___ 本文 ___

あなたは、夜間、ヘッドライトをハイビーム(上向き)にしているだろうか? 少々古い数字だが、2007年に茨城県警が「ヘッドライトの点灯方法」を調査したところ、約86%が「ライトはロービーム(下向き)で走行」と回答したという。

道路運送車両法では、ハイビームを「走行用前照灯」、ロービームを「すれ違い用前照灯」と呼び、対向車がいない場合にはハイビームを使用すると定めている。

しかし、ハイビームとロービームの切り替えが面倒で、ついロービームのまま走っているというドライバーも少なくないだろう。実は、この行為はとても危険。茨城県警は今年1月、「県内で、夜間、歩行者が車にはねられる死亡事故29件について、半数の事故はライトを上向きにしていれば防げた可能性がある」という調査結果を発表している。

___ 提供データ ___

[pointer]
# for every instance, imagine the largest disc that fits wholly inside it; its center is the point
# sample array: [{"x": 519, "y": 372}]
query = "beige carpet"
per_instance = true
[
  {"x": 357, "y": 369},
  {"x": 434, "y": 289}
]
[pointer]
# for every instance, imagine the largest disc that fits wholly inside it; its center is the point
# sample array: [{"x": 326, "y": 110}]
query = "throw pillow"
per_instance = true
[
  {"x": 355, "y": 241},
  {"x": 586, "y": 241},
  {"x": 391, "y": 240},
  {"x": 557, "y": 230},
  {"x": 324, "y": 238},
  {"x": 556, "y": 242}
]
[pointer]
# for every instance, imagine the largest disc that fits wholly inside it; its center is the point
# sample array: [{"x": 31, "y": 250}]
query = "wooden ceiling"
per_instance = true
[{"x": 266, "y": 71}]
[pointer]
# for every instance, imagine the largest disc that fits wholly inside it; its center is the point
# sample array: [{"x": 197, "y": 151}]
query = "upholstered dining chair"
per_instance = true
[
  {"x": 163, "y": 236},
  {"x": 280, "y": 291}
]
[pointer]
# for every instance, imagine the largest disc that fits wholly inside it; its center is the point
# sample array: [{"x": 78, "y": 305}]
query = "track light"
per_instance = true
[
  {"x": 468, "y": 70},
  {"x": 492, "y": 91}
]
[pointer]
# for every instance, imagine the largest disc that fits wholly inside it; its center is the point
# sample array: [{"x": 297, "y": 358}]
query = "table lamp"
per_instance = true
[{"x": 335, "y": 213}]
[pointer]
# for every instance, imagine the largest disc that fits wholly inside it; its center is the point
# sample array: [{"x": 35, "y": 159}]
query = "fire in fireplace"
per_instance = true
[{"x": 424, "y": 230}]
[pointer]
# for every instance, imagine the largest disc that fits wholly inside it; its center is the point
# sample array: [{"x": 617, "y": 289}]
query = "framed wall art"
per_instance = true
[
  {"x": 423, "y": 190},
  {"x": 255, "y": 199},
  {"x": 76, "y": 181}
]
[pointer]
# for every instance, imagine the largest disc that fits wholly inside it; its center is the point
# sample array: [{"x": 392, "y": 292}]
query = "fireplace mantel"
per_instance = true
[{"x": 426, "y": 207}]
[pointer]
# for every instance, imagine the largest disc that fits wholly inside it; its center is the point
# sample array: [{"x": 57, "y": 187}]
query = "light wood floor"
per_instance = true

___

> 設問:
1. 次の(a)〜(c)が本文の内容と合っているかを、それぞれ「はい」か「いいえ」で答え、決め手となる本文の語句をそのまま引用すること。(a) 2007年の茨城県警の調査では、約86%がロービームで走行すると回答した。(b) 道路運送車両法では、ロービームを「走行用前照灯」と呼んでいる。(c) 茨城県警の調査結果では、死亡事故29件のすべてがライトを上向きにしていれば防げた可能性があるとされた。
2. リストから、文字列「array」を含む行をすべて選び出すこと。大文字と小文字は区別する。

> 解答:
1.
(a) はい。「約86%が「ライトはロービーム(下向き)で走行」と回答した」
(b) いいえ。「ロービームを「すれ違い用前照灯」と呼び」
(c) いいえ。「半数の事故はライトを上向きにしていれば防げた可能性がある」

2.
# sample array: [{"x": 519, "y": 372}]
# sample array: [{"x": 326, "y": 110}]
# sample array: [{"x": 31, "y": 250}]
# sample array: [{"x": 197, "y": 151}]
# sample array: [{"x": 78, "y": 305}]
# sample array: [{"x": 297, "y": 358}]
# sample array: [{"x": 35, "y": 159}]
# sample array: [{"x": 617, "y": 289}]
# sample array: [{"x": 392, "y": 292}]
# sample array: [{"x": 57, "y": 187}]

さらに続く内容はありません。